> **What the task asks**:
Will you transcribe, word for word, the stretch of the LaFontaine dealership passage from "Lafontaine says the family" through "a year ago."?

> **Text under study**:
───

And there is no better time than the present to place a premium on outstanding service, LaFontaine adds. With the economy in a recession, vehicle leasing is at a record low. Consumers are opting to buy more often and are holding onto their vehicles longer.

“If we get it right on the service side, we have a better chance of keeping customers,” he says.

That's why LaFontaine also runs an ambitious pick-up and delivery program. A rural dealer nestled in southeast Michigan's horse country, LaFontaine draws customers from a radius of some 20 miles (32 km), or 10 miles (16 km) more than the average dealer.

With $2 million invested in green technologies, LaFontaine also earns recognition as the only Gold LEED Certified dealership in the country and one of only two buildings in the U.S. with such a designation. Put simply, every aspect of the building takes into consideration its impact on the surrounding air, water and land.

At the heart of the dealership's green operations is a geothermal heating and cooling system, but skylights also trim energy use. The body shop uses water-borne paint instead of solvent-based; hoists in the service department utilize vegetable oil as a lubricant instead of caustic hydraulic oil; and motion sensors detect empty rooms and shut lights off automatically. Overall, the site took advantage of recycled materials during construction.

Lafontaine says the family expected its green initiatives to pay off in eight years, but now it looks like five years. Customers know about the dealership's efforts, too.

“I couldn't have bought the exposure the green aspect of the dealership has brought us,” he says. “But you look at the product GM is putting out — all the hybrids, the Chevy Volt (extended-range electric vehicle) — it's important we do something like this, as well.”

Despite a difficult year for the industry, LaFontaine says the dealership has been able to hold sales. Even without the U.S. government's Cash for Clunkers scheme this summer, he says the dealership would have posted its best two months in July and August since locating to the new facility a year ago.

“It's been a strange year,” Lafontaine admits. But he says the dealership's sales have benefitted from smarter marketing by GM, such as offering more zero-percent financing.

LaFontaine also notes sales are starting to come in from nearby B-P-G and Cadillac dealers that have closed as part of GM's plan to shrink its dealer body by more than 2,300 locations, to between 3,600 and 4,000 stores by the end of next year.

───

> **Provided data**:
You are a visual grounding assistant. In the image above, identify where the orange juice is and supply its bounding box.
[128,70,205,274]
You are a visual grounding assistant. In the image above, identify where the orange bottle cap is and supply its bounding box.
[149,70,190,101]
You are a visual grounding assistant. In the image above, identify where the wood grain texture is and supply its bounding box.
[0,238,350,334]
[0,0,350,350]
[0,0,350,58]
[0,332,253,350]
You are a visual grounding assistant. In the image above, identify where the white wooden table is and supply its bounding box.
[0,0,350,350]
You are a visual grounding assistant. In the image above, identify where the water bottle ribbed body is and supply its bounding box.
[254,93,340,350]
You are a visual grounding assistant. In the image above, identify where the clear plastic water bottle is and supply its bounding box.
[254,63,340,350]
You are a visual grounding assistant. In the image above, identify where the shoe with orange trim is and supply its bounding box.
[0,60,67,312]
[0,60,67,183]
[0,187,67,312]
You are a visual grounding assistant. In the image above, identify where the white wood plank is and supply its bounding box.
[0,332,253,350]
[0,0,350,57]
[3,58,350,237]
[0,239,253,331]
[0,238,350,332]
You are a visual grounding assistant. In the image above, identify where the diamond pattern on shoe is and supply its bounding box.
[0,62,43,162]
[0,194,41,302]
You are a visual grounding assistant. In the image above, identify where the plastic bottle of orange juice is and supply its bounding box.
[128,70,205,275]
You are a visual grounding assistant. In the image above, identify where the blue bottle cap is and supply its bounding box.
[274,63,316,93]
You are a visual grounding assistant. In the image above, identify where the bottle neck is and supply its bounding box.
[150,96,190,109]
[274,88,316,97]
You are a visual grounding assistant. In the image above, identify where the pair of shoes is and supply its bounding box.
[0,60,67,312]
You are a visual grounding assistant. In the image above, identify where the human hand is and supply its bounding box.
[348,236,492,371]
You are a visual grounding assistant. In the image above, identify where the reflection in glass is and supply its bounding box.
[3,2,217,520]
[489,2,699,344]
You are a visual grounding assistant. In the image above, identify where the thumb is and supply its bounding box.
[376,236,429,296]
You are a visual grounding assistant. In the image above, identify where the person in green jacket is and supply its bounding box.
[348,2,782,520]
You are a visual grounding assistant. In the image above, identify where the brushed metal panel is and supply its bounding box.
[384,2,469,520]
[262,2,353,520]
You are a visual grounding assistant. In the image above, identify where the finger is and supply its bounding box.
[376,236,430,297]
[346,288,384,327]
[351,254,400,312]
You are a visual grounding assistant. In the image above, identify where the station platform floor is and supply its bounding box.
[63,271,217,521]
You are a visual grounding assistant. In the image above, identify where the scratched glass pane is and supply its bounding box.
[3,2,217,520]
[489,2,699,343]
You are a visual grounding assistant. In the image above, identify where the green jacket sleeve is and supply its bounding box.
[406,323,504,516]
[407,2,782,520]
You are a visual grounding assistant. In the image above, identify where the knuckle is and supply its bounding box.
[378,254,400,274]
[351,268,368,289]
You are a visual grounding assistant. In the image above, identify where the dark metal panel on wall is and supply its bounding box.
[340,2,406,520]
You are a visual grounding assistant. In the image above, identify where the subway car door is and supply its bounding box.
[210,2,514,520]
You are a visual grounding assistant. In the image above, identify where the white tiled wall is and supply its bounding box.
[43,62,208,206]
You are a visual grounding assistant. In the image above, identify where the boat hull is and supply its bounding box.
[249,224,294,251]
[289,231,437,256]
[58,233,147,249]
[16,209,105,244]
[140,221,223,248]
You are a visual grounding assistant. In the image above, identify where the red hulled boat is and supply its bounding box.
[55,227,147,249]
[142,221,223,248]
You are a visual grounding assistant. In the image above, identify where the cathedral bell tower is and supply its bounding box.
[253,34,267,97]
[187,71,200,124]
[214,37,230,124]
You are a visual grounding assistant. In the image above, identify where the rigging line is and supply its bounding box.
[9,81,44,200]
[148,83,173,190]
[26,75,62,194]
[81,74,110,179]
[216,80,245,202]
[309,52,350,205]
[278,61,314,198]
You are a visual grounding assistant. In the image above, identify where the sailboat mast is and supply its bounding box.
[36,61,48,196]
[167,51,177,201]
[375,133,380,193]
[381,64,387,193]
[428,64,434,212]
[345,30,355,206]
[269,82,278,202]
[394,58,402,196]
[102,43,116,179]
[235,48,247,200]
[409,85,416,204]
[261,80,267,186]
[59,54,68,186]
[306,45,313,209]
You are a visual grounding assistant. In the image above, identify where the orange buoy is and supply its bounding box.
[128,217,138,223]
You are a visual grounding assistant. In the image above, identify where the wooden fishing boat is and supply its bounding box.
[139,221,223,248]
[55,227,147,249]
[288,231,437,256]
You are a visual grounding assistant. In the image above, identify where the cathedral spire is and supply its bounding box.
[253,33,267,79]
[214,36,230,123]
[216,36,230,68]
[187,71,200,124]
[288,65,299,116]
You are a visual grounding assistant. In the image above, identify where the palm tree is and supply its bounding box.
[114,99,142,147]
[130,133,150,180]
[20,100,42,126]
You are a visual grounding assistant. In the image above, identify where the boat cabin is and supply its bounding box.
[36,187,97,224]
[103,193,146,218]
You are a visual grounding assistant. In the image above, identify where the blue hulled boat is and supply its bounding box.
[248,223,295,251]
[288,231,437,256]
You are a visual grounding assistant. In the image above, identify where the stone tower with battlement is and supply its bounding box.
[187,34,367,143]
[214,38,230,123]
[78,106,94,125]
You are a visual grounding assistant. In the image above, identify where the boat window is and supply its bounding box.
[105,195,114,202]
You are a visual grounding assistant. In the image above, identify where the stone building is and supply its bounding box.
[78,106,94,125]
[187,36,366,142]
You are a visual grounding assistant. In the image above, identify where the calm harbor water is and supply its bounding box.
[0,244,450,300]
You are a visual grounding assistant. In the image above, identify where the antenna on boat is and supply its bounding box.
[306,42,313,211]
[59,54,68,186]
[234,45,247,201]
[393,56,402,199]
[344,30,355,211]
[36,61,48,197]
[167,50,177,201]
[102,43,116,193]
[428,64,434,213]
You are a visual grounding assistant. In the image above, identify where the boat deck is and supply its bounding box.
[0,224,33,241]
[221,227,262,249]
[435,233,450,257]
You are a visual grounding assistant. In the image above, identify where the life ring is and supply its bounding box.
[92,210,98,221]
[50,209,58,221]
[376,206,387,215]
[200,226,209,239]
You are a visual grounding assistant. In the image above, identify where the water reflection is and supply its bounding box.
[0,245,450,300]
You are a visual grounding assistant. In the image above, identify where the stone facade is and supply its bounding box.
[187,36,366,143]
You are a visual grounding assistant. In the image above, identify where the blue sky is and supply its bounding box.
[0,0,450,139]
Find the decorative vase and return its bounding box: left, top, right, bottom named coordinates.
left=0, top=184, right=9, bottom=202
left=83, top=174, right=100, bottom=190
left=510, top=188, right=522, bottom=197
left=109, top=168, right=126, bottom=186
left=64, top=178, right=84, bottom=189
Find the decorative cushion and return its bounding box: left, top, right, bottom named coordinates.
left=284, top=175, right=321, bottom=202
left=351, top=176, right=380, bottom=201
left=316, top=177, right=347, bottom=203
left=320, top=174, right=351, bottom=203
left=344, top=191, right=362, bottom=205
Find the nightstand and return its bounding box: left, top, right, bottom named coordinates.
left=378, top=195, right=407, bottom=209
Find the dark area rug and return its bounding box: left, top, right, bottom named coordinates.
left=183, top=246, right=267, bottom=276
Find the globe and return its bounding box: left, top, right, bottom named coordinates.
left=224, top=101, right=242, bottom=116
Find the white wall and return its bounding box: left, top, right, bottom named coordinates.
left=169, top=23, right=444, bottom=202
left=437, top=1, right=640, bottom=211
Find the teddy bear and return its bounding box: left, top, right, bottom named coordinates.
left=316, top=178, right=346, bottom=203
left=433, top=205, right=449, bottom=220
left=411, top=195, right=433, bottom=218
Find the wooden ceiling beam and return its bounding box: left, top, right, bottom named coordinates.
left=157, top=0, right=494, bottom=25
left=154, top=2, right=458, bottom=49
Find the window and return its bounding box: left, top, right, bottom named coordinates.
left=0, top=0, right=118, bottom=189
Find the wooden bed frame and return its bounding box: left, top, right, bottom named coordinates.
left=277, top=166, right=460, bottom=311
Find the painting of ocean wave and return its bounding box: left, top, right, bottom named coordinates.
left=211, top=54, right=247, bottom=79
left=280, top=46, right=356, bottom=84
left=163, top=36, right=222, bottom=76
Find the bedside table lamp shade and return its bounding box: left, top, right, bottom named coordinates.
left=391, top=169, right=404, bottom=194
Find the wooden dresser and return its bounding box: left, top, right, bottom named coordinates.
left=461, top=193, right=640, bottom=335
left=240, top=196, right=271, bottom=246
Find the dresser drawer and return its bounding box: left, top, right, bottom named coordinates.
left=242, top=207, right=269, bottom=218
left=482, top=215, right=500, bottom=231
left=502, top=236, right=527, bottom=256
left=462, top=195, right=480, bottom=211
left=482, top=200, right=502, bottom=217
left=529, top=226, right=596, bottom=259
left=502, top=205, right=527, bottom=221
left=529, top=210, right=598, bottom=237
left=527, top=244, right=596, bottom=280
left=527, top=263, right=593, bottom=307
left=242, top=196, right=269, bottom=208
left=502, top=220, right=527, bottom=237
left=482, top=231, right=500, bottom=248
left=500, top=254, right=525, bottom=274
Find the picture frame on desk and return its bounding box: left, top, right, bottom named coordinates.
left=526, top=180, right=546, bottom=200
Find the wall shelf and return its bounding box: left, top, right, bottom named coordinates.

───

> **Written solution**:
Lafontaine says the family expected its green initiatives to pay off in eight years, but now it looks like five years. Customers know about the dealership's efforts, too.

“I couldn't have bought the exposure the green aspect of the dealership has brought us,” he says. “But you look at the product GM is putting out — all the hybrids, the Chevy Volt (extended-range electric vehicle) — it's important we do something like this, as well.”

Despite a difficult year for the industry, LaFontaine says the dealership has been able to hold sales. Even without the U.S. government's Cash for Clunkers scheme this summer, he says the dealership would have posted its best two months in July and August since locating to the new facility a year ago.